EXERCISE OBJECTIVE
Please retype the listing below, matching every line exactly.

DATASET EXCERPTS

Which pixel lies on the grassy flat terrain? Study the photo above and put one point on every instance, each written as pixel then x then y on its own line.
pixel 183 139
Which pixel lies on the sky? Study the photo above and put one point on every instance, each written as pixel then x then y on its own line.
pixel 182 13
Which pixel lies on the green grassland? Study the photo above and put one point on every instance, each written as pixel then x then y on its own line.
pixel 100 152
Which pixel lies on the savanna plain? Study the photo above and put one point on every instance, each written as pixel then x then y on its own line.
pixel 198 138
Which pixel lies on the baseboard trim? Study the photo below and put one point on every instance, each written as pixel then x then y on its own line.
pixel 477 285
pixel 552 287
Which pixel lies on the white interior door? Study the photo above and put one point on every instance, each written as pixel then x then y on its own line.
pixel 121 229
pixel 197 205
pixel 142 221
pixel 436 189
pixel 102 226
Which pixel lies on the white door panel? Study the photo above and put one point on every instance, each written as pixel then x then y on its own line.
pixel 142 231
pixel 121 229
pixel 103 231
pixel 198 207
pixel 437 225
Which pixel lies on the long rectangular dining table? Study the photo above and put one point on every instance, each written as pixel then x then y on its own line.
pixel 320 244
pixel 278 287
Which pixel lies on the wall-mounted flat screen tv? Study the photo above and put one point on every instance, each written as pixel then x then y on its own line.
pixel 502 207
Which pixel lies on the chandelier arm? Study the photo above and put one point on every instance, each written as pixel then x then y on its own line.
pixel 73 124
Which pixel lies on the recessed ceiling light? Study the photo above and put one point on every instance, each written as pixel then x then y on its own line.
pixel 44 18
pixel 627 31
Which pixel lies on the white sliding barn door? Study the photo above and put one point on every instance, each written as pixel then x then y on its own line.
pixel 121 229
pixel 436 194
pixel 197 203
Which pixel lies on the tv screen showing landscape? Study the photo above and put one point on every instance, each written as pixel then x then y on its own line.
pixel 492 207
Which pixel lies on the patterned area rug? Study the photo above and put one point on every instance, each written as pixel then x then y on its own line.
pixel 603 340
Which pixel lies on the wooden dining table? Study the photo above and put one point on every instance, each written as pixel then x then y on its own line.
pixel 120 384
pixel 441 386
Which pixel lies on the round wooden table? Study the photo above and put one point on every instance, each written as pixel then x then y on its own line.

PROBLEM SOLUTION
Which pixel lies on the grassy flat terrain? Study the photo above and put one point on every instance, each written as pixel then x then y on its own line.
pixel 183 139
Which pixel lies on the sky? Study the photo above and put one point on every instance, each written as pixel then x then y on its own line.
pixel 182 13
Which pixel lies on the green grassland? Study the photo above and put one point on every instance, each written as pixel then x then y on its own line.
pixel 100 152
Which pixel lies on the savanna plain? Study the photo above and put one point on every instance, each written as pixel then x then y on its own line.
pixel 198 138
Which pixel lies on the baseboard trim? Study the photo below and put one point on every instance, each written as pixel then x then y on its own line.
pixel 477 285
pixel 552 287
Which pixel lies on the white interior door? Study the photo above and put one point on every instance, each written as pixel then x then y on its own line.
pixel 121 229
pixel 197 205
pixel 142 221
pixel 436 189
pixel 102 226
Which pixel lies on the white door panel? Study the photo above and put one point on every instance, each written as pixel then x then y on its own line.
pixel 142 231
pixel 121 229
pixel 103 231
pixel 198 207
pixel 437 225
Which pixel lies on the long rectangular dining table? Study the photo above and put one point on every instance, each written as pixel then x then y on its own line.
pixel 320 244
pixel 278 287
Which pixel lies on the wall-mounted flat screen tv? Study the photo above and put one point on every instance, each written as pixel then x then y on its own line.
pixel 502 207
Which pixel lies on the chandelier arm? Study the photo above and put one point on every instance, each written as pixel then x then y on its own line.
pixel 73 124
Which pixel lies on the recessed ceiling light? Study the photo above and put one point on every instance, each written as pixel then x then y on its own line.
pixel 44 18
pixel 627 31
Which pixel lies on the white sliding barn door? Study the photo above and put one point on every instance, each written as pixel then x then y on its own line.
pixel 121 229
pixel 436 194
pixel 197 203
Which pixel lies on the tv screen showing landscape? Study the photo above and put one point on every instance, each written as pixel then x then y on its own line.
pixel 492 207
Which pixel lies on the patterned area rug? Study the photo above and put one point on every instance, each written as pixel then x then y on its own line.
pixel 603 340
Which pixel lies on the wooden dining table? Study the photo above and put one point on every instance, each written as pixel then x then y on its own line.
pixel 120 384
pixel 441 386
Which pixel lies on the round wooden table? Study the photo above and put one point on every instance, each written as pixel then x then y on its own line.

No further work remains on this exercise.